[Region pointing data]
Segment Open
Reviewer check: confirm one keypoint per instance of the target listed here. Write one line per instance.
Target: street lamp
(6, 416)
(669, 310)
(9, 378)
Segment Closed
(What you will do): The expected output is an exact copy of all the records above.

(Solution to this task):
Reviewer check: confirm one keypoint per instance of the target listed here. Write one line per instance.
Target: street lamp
(6, 416)
(669, 310)
(9, 378)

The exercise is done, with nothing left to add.